_What you should do:_ In the data that follows, find the line containing "Look at the photo above. For each instance of the forest"; then quote that line and every line after it, exactly, through the last one.

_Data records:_

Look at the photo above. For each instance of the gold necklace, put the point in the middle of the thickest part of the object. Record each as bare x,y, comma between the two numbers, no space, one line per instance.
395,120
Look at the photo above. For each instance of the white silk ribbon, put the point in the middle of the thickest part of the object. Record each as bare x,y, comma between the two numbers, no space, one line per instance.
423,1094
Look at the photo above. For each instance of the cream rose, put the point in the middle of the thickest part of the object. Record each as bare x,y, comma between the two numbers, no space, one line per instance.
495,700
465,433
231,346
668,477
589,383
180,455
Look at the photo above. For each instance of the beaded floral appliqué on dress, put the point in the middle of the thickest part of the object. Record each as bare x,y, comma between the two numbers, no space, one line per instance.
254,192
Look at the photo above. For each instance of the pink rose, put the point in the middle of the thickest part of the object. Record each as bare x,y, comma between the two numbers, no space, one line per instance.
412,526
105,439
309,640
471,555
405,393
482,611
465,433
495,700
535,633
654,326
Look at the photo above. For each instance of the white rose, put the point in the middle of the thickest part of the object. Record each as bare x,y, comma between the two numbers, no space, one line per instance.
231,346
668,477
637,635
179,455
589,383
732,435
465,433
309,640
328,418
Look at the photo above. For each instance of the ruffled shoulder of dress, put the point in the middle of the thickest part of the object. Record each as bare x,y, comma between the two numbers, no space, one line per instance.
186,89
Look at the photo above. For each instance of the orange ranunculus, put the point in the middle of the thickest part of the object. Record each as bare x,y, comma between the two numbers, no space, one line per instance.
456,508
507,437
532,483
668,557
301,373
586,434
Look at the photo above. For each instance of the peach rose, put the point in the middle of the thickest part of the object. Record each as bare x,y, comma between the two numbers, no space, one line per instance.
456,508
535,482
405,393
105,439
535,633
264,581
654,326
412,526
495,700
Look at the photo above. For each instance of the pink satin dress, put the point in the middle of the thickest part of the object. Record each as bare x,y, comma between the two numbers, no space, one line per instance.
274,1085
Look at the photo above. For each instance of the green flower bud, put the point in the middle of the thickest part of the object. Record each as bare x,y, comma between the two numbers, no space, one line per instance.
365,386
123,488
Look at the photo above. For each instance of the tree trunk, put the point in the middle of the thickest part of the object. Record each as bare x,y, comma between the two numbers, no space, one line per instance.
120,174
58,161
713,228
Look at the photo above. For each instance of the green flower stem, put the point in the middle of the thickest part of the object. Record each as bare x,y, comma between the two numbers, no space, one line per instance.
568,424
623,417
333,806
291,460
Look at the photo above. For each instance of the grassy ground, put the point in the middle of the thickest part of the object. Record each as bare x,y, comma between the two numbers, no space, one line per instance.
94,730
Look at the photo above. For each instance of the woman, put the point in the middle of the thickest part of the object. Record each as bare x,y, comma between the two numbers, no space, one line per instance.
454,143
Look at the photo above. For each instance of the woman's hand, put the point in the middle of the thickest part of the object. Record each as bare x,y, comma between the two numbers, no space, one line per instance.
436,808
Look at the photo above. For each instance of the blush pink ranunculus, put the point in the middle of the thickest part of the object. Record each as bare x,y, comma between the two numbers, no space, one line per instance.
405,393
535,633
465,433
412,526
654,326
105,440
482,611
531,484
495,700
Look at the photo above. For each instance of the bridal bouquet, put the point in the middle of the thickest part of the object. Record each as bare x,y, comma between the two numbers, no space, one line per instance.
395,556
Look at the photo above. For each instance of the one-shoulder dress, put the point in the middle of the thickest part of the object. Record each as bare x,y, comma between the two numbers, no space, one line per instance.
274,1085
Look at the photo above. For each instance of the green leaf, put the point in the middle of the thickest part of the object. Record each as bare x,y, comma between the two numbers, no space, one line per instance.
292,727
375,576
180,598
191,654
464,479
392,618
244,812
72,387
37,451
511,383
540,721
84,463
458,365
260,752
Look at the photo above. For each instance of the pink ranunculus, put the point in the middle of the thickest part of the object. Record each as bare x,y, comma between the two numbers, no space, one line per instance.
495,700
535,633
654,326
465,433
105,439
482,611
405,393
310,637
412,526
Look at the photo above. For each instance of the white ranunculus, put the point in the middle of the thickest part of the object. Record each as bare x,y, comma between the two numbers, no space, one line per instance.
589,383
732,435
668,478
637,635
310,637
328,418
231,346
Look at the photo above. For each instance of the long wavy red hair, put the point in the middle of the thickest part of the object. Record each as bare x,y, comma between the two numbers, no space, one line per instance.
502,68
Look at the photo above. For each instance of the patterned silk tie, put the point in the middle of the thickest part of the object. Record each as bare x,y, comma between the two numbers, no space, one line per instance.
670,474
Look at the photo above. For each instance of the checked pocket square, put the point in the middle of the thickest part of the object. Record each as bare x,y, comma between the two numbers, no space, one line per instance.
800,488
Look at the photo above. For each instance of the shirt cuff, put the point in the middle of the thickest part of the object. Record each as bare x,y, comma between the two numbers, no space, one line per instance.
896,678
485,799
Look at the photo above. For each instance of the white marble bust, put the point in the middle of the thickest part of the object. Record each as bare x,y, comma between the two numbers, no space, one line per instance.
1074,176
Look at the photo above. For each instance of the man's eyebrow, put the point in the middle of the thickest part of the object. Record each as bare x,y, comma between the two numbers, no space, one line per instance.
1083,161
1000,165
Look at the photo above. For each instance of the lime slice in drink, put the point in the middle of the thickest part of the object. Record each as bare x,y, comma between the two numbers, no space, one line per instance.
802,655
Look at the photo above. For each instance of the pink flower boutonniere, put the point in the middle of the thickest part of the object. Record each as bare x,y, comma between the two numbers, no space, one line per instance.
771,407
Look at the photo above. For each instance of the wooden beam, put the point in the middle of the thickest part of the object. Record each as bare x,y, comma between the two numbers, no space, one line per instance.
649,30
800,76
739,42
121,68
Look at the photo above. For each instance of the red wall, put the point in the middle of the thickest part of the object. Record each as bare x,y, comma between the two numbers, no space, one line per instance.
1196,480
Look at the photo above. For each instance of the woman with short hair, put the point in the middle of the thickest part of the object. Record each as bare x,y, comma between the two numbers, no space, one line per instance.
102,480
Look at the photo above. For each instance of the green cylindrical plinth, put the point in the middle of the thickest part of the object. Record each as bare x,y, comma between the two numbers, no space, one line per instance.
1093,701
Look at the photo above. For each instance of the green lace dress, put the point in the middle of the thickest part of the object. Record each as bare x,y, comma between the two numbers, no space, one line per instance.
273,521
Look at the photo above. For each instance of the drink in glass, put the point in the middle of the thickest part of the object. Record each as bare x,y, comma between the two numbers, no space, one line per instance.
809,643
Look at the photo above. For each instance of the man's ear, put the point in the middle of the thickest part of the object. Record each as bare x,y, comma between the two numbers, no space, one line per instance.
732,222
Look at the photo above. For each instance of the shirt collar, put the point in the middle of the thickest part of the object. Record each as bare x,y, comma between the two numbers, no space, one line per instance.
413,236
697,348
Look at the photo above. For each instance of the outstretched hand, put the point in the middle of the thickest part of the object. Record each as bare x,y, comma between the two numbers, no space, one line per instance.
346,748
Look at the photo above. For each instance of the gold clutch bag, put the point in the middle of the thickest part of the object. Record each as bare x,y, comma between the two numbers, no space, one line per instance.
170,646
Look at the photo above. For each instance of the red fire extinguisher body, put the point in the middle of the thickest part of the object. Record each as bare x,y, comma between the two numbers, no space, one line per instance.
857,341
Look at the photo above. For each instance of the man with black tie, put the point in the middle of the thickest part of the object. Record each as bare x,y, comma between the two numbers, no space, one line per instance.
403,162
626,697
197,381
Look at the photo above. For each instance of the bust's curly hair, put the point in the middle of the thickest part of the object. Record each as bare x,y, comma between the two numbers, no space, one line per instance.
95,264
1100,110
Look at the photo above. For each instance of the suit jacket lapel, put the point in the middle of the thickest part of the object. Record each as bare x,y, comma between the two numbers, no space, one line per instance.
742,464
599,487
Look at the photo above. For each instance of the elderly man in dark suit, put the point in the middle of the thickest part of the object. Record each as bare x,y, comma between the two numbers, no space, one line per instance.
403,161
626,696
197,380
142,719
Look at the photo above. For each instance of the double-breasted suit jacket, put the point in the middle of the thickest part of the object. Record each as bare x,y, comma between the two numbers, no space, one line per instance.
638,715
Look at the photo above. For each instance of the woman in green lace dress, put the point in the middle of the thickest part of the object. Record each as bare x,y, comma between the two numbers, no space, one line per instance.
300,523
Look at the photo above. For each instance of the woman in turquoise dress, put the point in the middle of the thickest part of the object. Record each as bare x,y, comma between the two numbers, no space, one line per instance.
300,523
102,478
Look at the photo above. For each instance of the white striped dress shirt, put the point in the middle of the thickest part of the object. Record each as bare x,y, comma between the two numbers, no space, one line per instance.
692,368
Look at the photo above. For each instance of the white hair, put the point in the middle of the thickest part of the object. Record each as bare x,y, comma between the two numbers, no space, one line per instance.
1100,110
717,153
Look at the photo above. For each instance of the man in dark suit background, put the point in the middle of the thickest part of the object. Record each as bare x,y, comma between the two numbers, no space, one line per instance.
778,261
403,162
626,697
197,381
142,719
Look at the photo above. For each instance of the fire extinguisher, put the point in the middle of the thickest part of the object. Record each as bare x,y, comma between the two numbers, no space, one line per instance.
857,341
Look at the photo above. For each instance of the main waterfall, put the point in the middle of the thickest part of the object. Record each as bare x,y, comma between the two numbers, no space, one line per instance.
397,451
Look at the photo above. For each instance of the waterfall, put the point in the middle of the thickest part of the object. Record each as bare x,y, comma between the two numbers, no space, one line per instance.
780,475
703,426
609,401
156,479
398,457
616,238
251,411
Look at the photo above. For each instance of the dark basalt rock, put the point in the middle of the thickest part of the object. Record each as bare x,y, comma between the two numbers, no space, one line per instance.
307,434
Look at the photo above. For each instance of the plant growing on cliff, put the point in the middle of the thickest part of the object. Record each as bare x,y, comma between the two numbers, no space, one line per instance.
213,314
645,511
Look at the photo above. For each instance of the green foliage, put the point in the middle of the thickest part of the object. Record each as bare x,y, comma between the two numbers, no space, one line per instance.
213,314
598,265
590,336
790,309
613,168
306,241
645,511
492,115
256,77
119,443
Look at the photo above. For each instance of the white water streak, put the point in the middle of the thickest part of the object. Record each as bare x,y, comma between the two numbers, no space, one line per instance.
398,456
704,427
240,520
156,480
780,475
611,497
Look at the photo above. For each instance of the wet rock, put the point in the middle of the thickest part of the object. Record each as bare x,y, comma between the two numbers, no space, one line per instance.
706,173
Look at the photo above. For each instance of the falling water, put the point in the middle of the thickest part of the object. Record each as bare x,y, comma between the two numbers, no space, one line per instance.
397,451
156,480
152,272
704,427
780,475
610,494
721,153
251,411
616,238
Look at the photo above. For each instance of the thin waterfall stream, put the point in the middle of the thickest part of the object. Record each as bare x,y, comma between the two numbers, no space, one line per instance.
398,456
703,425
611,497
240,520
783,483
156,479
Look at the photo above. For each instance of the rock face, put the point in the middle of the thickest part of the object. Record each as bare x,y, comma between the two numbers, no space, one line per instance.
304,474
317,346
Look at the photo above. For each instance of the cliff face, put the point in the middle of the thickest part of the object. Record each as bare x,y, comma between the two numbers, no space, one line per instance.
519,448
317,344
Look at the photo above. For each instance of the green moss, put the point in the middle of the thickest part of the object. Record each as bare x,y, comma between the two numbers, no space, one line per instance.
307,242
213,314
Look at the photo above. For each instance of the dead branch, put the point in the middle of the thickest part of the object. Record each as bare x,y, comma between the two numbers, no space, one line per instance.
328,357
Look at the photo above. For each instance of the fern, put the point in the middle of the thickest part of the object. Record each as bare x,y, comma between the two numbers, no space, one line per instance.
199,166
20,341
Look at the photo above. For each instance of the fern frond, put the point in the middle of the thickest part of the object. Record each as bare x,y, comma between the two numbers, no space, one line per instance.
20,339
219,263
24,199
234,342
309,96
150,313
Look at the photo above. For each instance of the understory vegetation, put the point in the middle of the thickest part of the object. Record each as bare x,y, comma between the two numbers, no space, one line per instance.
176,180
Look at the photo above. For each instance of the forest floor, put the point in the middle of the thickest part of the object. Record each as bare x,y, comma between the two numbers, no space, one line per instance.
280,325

_Solution to this problem:_
Look at the photo above. For each instance of the forest floor, put the point in the middle of the thickest part of the object. Record each as bare x,y, comma between the two numbers, no space, one line per instance.
280,325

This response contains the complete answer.